> [Set exercise]: Copy out the sailing trivia thread word for word, from its first line to its last.
** start of Source document **
Did I get that one right?!?


----------



## Boasun

Yes you did...

What is the Question from you now?


----------



## Classic30

Boasun said:


> Yes you did...
> 
> What is the Question from you now?


Seeing as we're on the subject.. What's a Carrack?!?


----------



## sailingdog

A carrack was a large three-or-four masted sailing ship used primarily for cargo that was often found sailing in the Med.  Not exceptionally seaworthy IIRC, and that was the reason it was in the Med rather than the Atlantic.

Here's an odd question for the WWII history buffs. 

During WWII, many ships encircled their hull with an electric cable and ran a current through it. Why?


----------



## Boasun

That was for Degaussing the ship, thus eliminating or reducing its magnetic signature. Influence mines were coming into use and magnetic mines were one of them. 
This is from an Ex-Minesweep bos'n

What type of vessel did that Irish Father Brendan supposedly visited America many centuries ago? About the years 564~73. And would you try it again with the same type of vessel? Some of you should be able to remember when this happened


----------



## sailingdog

Damn... i was hoping none of you dinosaurs were on this forum... 

Well done...


Boasun said:


> That was for Degaussing the ship, thus eliminating or reducing its magnetic signature. Influence mines were coming into use and magnetic mines were one of them.
> This is from an Ex-Minesweep bos'n
> 
> What type of vessel did that Irish Father Brendan supposedly visited America many centuries ago? About the years 564~73. And would you try it again with the same type of vessel? Some of you should be able to remember when this happened


----------



## Boasun

HEY!! I am not an old fossil... Just a well aged young man at heart.


----------



## sailingdog

Was it a coracle??
** end of Source document **
** start of Data section **
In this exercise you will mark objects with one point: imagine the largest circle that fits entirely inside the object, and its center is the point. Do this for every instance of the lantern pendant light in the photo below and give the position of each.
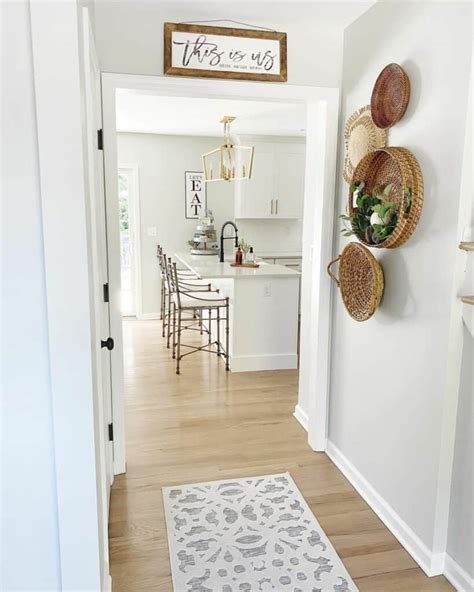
(228, 162)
** end of Data section **
> [Exercise output]:
Did I get that one right?!?


----------



## Boasun

Yes you did...

What is the Question from you now?


----------



## Classic30

Boasun said:


> Yes you did...
> 
> What is the Question from you now?


Seeing as we're on the subject.. What's a Carrack?!?


----------



## sailingdog

A carrack was a large three-or-four masted sailing ship used primarily for cargo that was often found sailing in the Med.  Not exceptionally seaworthy IIRC, and that was the reason it was in the Med rather than the Atlantic.

Here's an odd question for the WWII history buffs. 

During WWII, many ships encircled their hull with an electric cable and ran a current through it. Why?


----------



## Boasun

That was for Degaussing the ship, thus eliminating or reducing its magnetic signature. Influence mines were coming into use and magnetic mines were one of them. 
This is from an Ex-Minesweep bos'n

What type of vessel did that Irish Father Brendan supposedly visited America many centuries ago? About the years 564~73. And would you try it again with the same type of vessel? Some of you should be able to remember when this happened


----------



## sailingdog

Damn... i was hoping none of you dinosaurs were on this forum... 

Well done...


Boasun said:


> That was for Degaussing the ship, thus eliminating or reducing its magnetic signature. Influence mines were coming into use and magnetic mines were one of them.
> This is from an Ex-Minesweep bos'n
> 
> What type of vessel did that Irish Father Brendan supposedly visited America many centuries ago? About the years 564~73. And would you try it again with the same type of vessel? Some of you should be able to remember when this happened


----------



## Boasun

HEY!! I am not an old fossil... Just a well aged young man at heart.


----------



## sailingdog

Was it a coracle??